→ **Given text**
= Beginning of Section =
Take Care of Your Health and Your Health will Take Care of You

By Michelle ThumFebruary 15, 2023

LANDSTUHL, Germany- According to the U.S. Centers for Disease Control and Prevention heart disease is the leading cause of death in the United States and the most common type of heart disease is coronary artery disease, which can lead to heart attack.

“Did you know that one-in-five Americans dies of heart disease?” said Lt. Col. Simeon Smith, a public health nursing consultant at Public Health Command Europe. “However, you can greatly reduce your risk for heart disease through lifestyle changes and, in some cases, medication.”

Public Health Command Europe is promoting heart health throughout the entire month of February by offering educational briefs and exercise sessions to their staff in an effort to mitigate the risk of heart disease in the future.

According to the CDC, although heart disease is sometimes thought of as a man’s disease, almost as many women as men die each year from heart disease.

“Heart disease is the leading cause of death for women in the United States,” said Maj. Jacqueline Kircher, a cardiologist at Landstuhl Regional Medical Center. “Women often present differently with atypical symptoms, which can delay recognition by both patients and providers, with sometimes deadly consequences. Prevention is the most important tool to combat heart disease.”

According to medical officials, men commonly complain about a discomfort or tingling in arms, back, neck, shoulder, or jaw.

Women, however, tend to exhibit additional symptoms such as nausea or vomiting, unusual tiredness, cold sweat, sudden dizziness and heartburn-like feeling.
= End of Section =
→ **What you will do**
Write the next few paragraphs of the article on heart disease, beginning right after its final sentence about women's symptoms. The lines further down have nothing to do with the text above.

→ **Data records**
= Beginning of Section =
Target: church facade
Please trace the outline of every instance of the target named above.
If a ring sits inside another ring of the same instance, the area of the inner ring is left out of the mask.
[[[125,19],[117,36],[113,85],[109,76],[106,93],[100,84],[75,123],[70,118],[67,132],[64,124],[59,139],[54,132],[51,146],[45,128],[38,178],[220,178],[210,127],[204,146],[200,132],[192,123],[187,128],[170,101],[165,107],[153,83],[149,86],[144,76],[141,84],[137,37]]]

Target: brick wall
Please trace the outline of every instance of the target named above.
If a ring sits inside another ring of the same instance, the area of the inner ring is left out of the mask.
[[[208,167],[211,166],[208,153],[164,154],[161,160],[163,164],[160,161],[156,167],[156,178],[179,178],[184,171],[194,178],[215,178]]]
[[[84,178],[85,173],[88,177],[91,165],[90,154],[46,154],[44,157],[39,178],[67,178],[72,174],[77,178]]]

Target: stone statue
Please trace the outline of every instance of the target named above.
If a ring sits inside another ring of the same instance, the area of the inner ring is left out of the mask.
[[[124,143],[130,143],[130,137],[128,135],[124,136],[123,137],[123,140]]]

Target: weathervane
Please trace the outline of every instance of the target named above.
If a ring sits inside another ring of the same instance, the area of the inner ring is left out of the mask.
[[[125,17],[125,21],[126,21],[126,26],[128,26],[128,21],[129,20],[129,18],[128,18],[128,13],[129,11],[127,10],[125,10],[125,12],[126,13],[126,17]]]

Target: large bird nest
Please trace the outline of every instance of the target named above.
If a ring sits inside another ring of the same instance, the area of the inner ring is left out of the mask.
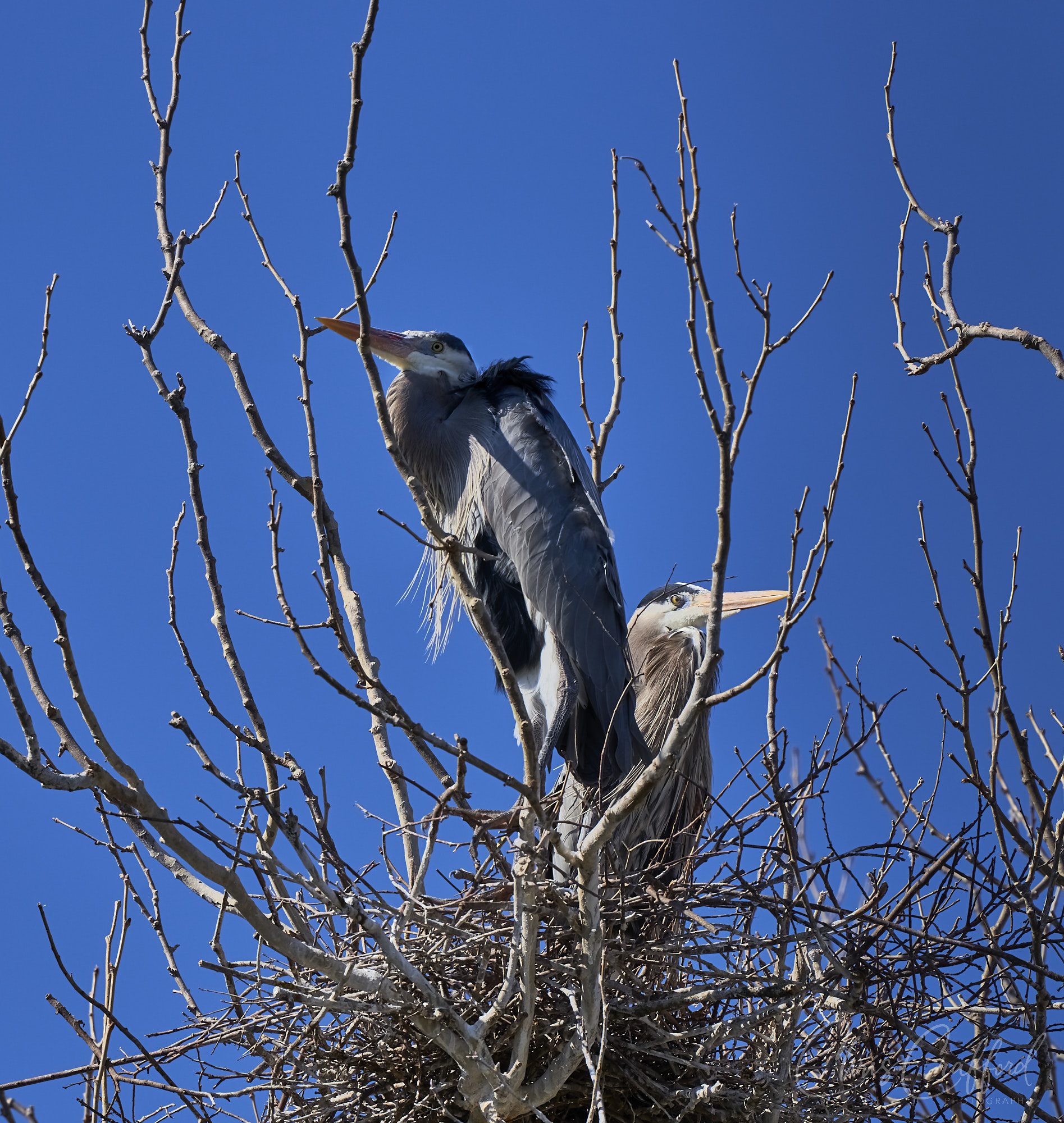
[[[528,1071],[544,1069],[575,1024],[584,1057],[536,1117],[955,1119],[957,1104],[975,1095],[1005,1105],[987,1119],[1015,1112],[1000,1088],[993,1093],[1021,1070],[1037,1071],[1040,1046],[1020,1003],[1044,989],[1044,978],[1005,882],[973,887],[974,833],[937,850],[902,831],[878,847],[819,857],[801,847],[796,856],[794,801],[786,803],[782,822],[769,804],[716,830],[695,879],[631,885],[606,873],[594,1026],[580,1025],[588,959],[577,895],[538,880]],[[862,869],[872,875],[863,886],[853,880]],[[882,875],[891,869],[905,873],[893,891]],[[341,993],[265,949],[242,961],[221,956],[214,970],[228,1001],[199,1020],[182,1049],[196,1058],[200,1086],[258,1089],[273,1105],[265,1117],[299,1123],[475,1119],[461,1071],[414,1028],[425,1001],[407,969],[443,997],[448,1008],[431,1015],[442,1022],[475,1021],[503,988],[513,887],[492,862],[467,876],[460,895],[405,909],[380,894],[361,925],[294,894],[275,902],[297,913],[323,950],[391,979],[393,1001]],[[828,888],[840,879],[850,879],[849,894]],[[981,893],[989,907],[975,911]],[[1002,910],[1015,914],[994,926],[997,956],[988,958],[985,916]],[[1051,926],[1058,955],[1060,929]],[[379,931],[401,950],[403,969],[382,950]],[[502,1071],[522,1022],[515,993],[487,1038]],[[258,1063],[204,1048],[222,1041]]]

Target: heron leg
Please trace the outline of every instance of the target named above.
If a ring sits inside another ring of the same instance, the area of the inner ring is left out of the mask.
[[[578,693],[579,685],[572,664],[554,633],[548,630],[540,651],[540,695],[547,723],[540,746],[541,776],[545,775],[550,765],[551,749],[561,747]]]
[[[580,782],[569,765],[558,778],[561,796],[558,803],[558,836],[569,850],[576,850],[597,819],[596,793]],[[572,876],[569,864],[557,852],[553,856],[553,878],[559,885],[568,884]]]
= End of Section =
→ **Response area**
To prevent or lower your risk of heart attack and stroke, medical officials offer some simple tips:

  • Be physically active every day; follow your doctor’s advice about the type of physical activity that is best for you
  • Eat less salt, saturated fat, trans fat, and cholesterol
  • Eat more fiber, choose more fiber-rich whole grains, fruits, vegetables, and beans
  • Stay at a healthy weight
  • If you smoke, quit
  • Take medication as prescribed and ask your doctor about taking aspirin (National Heart, Lung, and Blood Institute)

“If you do the right thing by taking care of your heat, your heart will take care of you,” added Smith.

Additionally, Public Health Command Europe officials encourage everyone to:

  • Have regular physical exams and screenings to determine your risk for heart disease and other conditions
  • Know your numbers – cholesterol and blood pressure
  • Ask questions if you are unsure about your condition or currently take medications
  • Know your family history to determine if you are at increased risk for heart disease
  • Take active steps to reduce your risk for heart disease and diabetes

Contact your primary care provider if you have questions or concerns.

Individuals are encouraged to join the cause by wearing red throughout the month of February as a reminder and wake-up call about the risk of heart disease.